Object position labeling entries:
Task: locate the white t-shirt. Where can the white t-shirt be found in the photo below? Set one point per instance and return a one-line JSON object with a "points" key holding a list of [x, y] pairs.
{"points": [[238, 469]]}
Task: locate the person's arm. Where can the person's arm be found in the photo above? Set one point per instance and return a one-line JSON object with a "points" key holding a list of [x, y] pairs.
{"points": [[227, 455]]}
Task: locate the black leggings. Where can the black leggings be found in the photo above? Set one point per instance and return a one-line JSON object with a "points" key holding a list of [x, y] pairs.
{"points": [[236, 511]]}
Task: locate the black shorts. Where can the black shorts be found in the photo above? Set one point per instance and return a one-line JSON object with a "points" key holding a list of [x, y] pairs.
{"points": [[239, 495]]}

* [WRITTEN INSTRUCTION]:
Copy every one of the rows above word for word.

* [COMPLETE OUTPUT]:
Task: locate the white t-shirt. Where can the white t-shirt be found in the photo below? Set one point per instance and return a one-line JSON object with a "points" key holding a list of [x, y] pairs.
{"points": [[238, 469]]}
Task: locate the person's arm. Where can the person's arm be found in the photo above? Set one point per instance and return a one-line JSON object with a "points" key holding a list of [x, y] pairs.
{"points": [[227, 455]]}
Task: locate the black leggings. Where can the black leggings be found in the photo above? Set one point per instance and return a one-line JSON object with a "points" key holding a list of [x, y] pairs.
{"points": [[236, 511]]}
Task: locate the black shorts. Where can the black shorts be found in the photo above? Set one point per instance and return a one-line JSON object with a "points" key holding a list of [x, y] pairs.
{"points": [[239, 495]]}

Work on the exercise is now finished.